-- Opening Marker --

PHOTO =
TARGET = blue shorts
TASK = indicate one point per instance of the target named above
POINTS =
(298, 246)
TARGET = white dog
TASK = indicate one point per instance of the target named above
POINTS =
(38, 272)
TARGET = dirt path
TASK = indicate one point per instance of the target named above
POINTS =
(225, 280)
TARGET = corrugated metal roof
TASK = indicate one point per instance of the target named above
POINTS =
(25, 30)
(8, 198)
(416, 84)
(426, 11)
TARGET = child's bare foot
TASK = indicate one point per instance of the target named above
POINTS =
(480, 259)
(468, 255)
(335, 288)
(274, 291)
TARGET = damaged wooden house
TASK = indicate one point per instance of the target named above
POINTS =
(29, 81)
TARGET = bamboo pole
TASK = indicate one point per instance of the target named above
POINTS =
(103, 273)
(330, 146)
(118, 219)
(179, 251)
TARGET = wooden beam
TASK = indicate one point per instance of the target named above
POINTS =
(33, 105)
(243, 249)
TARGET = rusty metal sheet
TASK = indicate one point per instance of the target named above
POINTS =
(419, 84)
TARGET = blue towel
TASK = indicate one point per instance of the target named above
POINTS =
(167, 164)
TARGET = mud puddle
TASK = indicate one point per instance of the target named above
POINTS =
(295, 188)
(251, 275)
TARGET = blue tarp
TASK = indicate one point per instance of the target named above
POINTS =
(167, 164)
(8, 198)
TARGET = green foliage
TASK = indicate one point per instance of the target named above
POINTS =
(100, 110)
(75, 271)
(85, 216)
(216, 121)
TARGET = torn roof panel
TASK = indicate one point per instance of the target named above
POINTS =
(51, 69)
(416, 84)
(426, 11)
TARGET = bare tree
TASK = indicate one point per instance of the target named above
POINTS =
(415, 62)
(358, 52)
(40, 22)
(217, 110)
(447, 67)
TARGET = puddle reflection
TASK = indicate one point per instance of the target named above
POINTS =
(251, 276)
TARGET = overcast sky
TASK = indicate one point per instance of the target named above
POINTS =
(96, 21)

-- Closing Marker --

PROBLEM STATEMENT: Please return a copy of each line in the entries that has the string "roof".

WRITTEN REPLY:
TARGET = corrugated metal roof
TARGET = torn roof panel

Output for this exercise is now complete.